Un groupe de 19 hommes s'apprête à entamer une période d'au moins un an (qui pourra se prolonger éventuellement jusqu'à deux ans), dans des conditions très mal connues, en un lieu inexploré, en étant totalement coupé du monde extérieur.
Une mission d'entraînement pour des astronautes destinés à une expédition sur Mars ? Non. Nous sommes en janvier 1904, et il s'agit de l'équipage du Français, le bateau commandé par Jean-Baptiste Charcot. Ces hommes s'apprêtent à effectuer le premier hivernage dans l'Antarctique, alors que commence tout juste l'exploration systématique de ce continent.
Pour affronter l'inconnu, tout en utilisant l'expérience des précurseurs, en particulier des chasseurs de baleines qui ont commencé les premiers l' « exploitation » de cette zone géographique, Charcot a embarqué tout le matériel et les approvisionnements « prévisibles », mais aussi les outils et les hommes qui permettront de résoudre les problèmes inattendus. Les situations difficiles seront résolues par les « moyens du bord », c'est vraiment le cas de le dire. Il faut savoir tout faire, à bord du Français, et du Pourquoi pas ? au cours de la seconde expédition.

-- BLOC DE DONNÉES --

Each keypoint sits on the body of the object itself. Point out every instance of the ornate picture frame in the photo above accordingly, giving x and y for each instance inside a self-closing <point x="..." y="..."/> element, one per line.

-- SÉRIE DE CONSIGNES --
A - Reproduisez à l'identique tout le passage de l'article sur l'expédition de Charcot allant de « Un groupe de » jusqu'à « de ce continent. ».
B - Pour chacune des affirmations suivantes, indiquez par oui ou par non si elle concorde avec l'article sur l'expédition de Charcot, en citant les mots exacts de l'article qui tranchent la question.
(i) Le groupe qui s'apprête à hiverner compte 19 hommes.
(ii) L'hivernage prévu doit durer exactement deux ans.
(iii) Les chasseurs de baleines ont été les premiers à exploiter cette zone géographique.
C - Rédigez la suite de l'article sur l'expédition de Charcot, à partir de sa dernière phrase.

-- RÉPONSES --
A -
Un groupe de 19 hommes s'apprête à entamer une période d'au moins un an (qui pourra se prolonger éventuellement jusqu'à deux ans), dans des conditions très mal connues, en un lieu inexploré, en étant totalement coupé du monde extérieur.
Une mission d'entraînement pour des astronautes destinés à une expédition sur Mars ? Non. Nous sommes en janvier 1904, et il s'agit de l'équipage du Français, le bateau commandé par Jean-Baptiste Charcot. Ces hommes s'apprêtent à effectuer le premier hivernage dans l'Antarctique, alors que commence tout juste l'exploration systématique de ce continent.

B -
(i) Oui : « Un groupe de 19 hommes s'apprête à entamer une période d'au moins un an ».
(ii) Non : « une période d'au moins un an (qui pourra se prolonger éventuellement jusqu'à deux ans) ».
(iii) Oui : « des chasseurs de baleines qui ont commencé les premiers l' « exploitation » de cette zone géographique ».

C -
Les récits des deux hivernages conduits par Charcot en 1903-1905, puis en 1908-1910, sont basés sur son journal de bord. le style est donc souvent celui d'un homme précis, d'un scientifique et d'un marin. Mais en dépit de passages quelquefois répétitifs, décrivant les conditions de la glace sur la mer, ou les violentes tempêtes qui se succèdent (nous sommes dans les « soixantièmes hurlants »), on trouve assez souvent des passages très littéraires. Cela m'a rappelé le style de Camille Flammarion dans ses descriptions des spectacles célestes. On sent qu'à cette époque du début du vingtième siècle, même un scientifique (Charcot était médecin de formation, avant d'être marin) avait une solide culture littéraire. Charcot cite plusieurs fois dans son journal les auteurs latins, sans juger utile de donner la traduction…
J'ai été surpris de trouver dans un écrit de cette époque un souci réel de la condition animale : les marins qui passent plus d'un an loin de toute source d'approvisionnement doivent nécessairement trouver sur place une nourriture qui ne peut être qu'animale ; essentiellement des phoques et des « pingouins » que nous appelons aujourd'hui « manchots ». Charcot a toujours eu le souci de tuer le moins possible d'animaux pour les besoins de l'équipage, et de leur épargner au maximum toute souffrance. Il interdisait à son équipage et aux chiens de traîneaux toute forme de chasse gratuite. Sur la fin de son second voyage, il participe lors d'une escale à l'île de la Déception, à une chasse à la baleine, et se réjouit quand ces animaux échappent aux harpons des chasseurs norvégiens ou chiliens.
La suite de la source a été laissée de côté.